● What to produce
Find every line in the rows below that contains the string "high", matching case exactly, and copy each of those lines.

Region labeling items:
[Start]
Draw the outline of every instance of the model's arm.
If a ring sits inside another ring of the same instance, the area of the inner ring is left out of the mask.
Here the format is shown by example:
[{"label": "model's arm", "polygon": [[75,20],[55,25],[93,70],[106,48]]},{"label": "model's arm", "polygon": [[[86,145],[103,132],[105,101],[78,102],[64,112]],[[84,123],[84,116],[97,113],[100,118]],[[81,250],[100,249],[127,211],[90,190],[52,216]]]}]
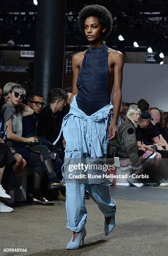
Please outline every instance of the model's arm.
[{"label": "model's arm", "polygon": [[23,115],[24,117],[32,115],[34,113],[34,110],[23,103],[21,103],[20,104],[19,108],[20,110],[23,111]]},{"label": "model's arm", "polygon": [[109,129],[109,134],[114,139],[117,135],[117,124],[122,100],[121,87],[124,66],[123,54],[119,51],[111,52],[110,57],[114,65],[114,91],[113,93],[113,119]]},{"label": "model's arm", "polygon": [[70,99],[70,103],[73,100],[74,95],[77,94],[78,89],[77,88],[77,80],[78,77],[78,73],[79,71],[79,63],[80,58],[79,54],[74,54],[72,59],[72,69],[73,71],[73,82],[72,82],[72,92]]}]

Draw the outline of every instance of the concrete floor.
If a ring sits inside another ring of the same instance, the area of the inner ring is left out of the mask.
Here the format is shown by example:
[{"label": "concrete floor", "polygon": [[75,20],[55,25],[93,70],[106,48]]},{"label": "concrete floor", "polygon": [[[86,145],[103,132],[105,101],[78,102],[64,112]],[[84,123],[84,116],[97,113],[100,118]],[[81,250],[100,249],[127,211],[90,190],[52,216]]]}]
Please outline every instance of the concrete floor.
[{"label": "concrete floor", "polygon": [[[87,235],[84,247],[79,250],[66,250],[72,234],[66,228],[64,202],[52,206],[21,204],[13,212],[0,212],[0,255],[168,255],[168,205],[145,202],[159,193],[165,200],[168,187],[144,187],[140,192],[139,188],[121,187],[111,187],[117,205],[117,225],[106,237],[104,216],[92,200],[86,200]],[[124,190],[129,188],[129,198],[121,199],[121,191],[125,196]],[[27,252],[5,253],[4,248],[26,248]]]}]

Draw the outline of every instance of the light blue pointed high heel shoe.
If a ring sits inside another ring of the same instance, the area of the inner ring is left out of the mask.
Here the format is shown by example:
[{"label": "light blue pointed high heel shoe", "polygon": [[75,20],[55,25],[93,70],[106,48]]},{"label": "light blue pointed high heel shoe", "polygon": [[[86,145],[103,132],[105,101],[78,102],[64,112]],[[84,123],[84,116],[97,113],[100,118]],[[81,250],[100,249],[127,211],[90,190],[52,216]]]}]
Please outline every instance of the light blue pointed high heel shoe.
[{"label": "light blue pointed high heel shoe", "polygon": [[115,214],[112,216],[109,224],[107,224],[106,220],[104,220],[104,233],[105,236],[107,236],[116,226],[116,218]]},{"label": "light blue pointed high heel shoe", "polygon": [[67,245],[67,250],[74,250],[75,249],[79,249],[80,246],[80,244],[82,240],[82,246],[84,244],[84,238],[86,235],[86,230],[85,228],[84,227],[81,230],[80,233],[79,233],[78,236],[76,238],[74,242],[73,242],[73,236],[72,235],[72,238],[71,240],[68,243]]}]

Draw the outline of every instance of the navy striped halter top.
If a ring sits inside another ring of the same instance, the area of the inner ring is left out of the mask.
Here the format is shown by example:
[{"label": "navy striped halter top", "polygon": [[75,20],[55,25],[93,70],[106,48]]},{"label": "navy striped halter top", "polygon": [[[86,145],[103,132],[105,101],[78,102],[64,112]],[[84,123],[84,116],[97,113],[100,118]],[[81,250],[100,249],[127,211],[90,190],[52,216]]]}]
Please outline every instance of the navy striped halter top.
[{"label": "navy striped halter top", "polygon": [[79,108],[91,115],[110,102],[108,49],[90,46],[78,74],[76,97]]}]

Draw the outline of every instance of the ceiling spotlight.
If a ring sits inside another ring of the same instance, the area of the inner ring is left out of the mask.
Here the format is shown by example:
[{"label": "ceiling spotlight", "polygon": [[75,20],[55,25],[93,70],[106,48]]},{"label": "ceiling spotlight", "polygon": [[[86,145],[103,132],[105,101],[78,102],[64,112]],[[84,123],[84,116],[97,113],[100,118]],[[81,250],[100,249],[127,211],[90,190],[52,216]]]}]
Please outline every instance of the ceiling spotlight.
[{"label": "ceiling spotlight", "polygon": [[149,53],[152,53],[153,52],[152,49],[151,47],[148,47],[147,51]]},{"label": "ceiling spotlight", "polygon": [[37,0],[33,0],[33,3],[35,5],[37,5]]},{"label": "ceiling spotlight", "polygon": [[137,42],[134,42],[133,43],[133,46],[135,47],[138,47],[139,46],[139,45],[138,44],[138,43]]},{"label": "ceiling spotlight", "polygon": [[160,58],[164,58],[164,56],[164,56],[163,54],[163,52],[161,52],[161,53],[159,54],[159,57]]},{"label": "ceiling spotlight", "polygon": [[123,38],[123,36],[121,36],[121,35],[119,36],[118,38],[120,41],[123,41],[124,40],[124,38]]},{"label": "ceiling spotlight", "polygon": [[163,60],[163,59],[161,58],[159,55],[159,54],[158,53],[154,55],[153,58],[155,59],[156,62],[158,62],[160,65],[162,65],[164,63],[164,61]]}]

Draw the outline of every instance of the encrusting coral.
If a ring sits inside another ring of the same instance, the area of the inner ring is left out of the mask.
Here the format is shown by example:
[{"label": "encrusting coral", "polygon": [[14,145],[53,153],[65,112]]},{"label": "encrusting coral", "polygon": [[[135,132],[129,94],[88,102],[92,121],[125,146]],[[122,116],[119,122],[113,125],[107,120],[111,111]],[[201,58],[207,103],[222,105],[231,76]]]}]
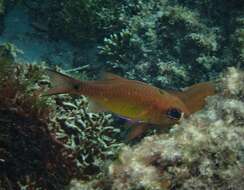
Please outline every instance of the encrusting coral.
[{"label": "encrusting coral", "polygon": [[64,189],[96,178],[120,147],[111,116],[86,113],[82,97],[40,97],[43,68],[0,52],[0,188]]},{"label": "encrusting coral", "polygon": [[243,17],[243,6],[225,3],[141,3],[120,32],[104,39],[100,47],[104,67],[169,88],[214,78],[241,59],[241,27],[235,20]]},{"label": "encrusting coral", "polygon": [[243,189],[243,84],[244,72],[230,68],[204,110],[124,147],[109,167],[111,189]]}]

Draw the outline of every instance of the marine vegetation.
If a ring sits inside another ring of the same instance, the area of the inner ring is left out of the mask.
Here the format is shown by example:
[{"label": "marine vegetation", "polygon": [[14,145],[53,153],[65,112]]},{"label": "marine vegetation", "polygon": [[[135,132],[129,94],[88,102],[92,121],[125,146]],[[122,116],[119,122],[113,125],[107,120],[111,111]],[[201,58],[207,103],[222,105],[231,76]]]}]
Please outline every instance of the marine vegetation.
[End]
● The solution
Draw the outline of every instance of the light blue pointed high heel shoe.
[{"label": "light blue pointed high heel shoe", "polygon": [[75,20],[55,25],[93,70],[106,48]]},{"label": "light blue pointed high heel shoe", "polygon": [[[86,145],[103,132],[105,101],[78,102],[64,112]],[[84,123],[84,116],[97,113],[100,118]],[[81,250],[100,249],[127,211],[90,190],[52,216]]]}]
Please outline every instance of the light blue pointed high heel shoe.
[{"label": "light blue pointed high heel shoe", "polygon": [[115,214],[112,216],[109,224],[107,224],[106,220],[104,220],[104,233],[105,236],[107,236],[116,226],[116,218]]},{"label": "light blue pointed high heel shoe", "polygon": [[67,245],[67,250],[74,250],[75,249],[79,249],[80,246],[80,244],[82,240],[82,246],[84,244],[84,238],[86,235],[86,230],[85,228],[84,227],[81,230],[80,233],[79,233],[78,236],[76,238],[74,242],[73,242],[73,236],[72,235],[72,238],[71,240],[68,243]]}]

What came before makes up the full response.